Your goal.
Every line of the following records that includes "teeth" should be copied.

[Collected data entries]

━━━━━━━━

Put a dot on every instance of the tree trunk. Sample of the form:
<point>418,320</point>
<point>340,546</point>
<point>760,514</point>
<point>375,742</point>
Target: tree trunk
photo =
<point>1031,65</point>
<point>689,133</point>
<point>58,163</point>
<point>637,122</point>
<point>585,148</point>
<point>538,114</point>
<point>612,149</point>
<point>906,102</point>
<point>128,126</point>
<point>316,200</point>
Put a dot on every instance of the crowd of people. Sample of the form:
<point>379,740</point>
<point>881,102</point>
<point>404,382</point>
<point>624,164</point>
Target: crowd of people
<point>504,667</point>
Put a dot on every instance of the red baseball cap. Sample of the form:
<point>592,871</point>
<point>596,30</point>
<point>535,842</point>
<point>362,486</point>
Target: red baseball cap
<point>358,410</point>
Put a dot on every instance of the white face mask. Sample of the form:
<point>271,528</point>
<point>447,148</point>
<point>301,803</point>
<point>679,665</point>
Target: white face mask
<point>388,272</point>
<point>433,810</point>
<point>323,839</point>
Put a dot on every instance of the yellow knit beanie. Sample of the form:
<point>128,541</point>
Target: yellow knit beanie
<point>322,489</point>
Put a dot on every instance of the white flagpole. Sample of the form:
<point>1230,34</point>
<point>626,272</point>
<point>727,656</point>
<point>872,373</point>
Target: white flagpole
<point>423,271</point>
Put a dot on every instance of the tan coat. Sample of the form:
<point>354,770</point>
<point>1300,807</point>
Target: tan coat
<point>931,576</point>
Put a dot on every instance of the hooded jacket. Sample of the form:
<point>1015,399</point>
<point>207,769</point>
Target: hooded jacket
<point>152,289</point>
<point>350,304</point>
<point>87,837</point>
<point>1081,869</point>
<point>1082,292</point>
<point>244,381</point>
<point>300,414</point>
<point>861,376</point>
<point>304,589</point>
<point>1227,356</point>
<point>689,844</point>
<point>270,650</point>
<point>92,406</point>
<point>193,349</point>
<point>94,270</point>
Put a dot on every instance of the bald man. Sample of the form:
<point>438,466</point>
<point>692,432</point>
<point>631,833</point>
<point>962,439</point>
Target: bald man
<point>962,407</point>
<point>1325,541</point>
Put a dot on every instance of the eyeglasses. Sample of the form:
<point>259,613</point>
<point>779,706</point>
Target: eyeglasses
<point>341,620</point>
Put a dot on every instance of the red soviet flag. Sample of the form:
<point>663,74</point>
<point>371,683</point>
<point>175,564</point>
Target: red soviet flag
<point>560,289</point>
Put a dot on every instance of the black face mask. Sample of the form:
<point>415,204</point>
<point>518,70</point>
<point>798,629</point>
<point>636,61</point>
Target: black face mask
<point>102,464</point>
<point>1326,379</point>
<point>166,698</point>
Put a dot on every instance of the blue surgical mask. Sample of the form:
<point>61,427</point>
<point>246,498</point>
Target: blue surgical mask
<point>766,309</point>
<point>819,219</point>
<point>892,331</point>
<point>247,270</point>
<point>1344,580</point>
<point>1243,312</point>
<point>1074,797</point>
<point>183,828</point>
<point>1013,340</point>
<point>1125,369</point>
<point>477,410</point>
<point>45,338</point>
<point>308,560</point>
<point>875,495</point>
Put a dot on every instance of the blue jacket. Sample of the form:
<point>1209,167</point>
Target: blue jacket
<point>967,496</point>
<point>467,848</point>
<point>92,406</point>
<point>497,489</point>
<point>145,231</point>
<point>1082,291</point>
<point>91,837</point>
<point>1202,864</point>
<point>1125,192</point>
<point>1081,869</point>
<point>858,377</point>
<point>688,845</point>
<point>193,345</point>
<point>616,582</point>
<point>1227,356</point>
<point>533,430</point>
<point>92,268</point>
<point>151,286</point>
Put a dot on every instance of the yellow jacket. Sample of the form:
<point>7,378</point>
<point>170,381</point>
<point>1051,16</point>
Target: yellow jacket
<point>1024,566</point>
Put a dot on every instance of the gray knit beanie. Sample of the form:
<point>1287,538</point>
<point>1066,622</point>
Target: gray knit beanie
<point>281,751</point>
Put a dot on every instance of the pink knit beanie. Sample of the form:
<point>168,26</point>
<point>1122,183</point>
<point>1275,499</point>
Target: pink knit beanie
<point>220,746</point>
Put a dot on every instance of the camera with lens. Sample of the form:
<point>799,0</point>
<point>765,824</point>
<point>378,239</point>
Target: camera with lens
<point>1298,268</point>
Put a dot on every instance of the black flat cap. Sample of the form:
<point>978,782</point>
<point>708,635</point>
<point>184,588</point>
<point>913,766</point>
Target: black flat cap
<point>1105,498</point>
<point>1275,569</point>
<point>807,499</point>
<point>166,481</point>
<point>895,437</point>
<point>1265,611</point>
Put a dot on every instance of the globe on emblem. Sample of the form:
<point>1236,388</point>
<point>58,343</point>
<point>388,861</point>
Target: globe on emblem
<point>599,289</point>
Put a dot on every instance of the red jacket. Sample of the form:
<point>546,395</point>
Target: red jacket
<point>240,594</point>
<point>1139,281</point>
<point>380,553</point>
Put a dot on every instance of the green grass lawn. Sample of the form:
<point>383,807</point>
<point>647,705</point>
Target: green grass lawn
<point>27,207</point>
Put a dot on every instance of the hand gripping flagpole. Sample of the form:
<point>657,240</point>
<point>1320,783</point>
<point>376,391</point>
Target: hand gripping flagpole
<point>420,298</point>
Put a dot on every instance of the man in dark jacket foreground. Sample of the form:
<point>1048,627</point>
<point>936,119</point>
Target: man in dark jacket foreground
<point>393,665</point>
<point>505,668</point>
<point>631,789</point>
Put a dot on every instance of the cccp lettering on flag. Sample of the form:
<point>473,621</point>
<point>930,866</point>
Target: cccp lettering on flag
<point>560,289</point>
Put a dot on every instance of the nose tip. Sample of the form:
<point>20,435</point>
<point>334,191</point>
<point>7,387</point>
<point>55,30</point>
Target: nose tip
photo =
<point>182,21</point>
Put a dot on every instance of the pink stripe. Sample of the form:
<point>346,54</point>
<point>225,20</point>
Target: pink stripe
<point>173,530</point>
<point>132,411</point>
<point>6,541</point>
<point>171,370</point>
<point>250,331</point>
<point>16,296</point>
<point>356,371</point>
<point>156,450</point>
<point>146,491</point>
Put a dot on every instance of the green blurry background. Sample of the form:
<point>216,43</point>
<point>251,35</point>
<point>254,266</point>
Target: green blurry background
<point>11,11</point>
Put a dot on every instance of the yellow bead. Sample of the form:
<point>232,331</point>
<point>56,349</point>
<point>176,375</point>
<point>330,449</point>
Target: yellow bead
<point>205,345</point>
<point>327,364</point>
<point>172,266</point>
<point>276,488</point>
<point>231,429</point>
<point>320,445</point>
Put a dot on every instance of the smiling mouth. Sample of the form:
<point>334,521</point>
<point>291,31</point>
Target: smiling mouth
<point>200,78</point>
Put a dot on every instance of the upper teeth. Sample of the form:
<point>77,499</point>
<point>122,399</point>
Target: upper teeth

━━━━━━━━

Solution below.
Put a dot on every instance of the upper teeth. Sample of the form:
Target: upper teeth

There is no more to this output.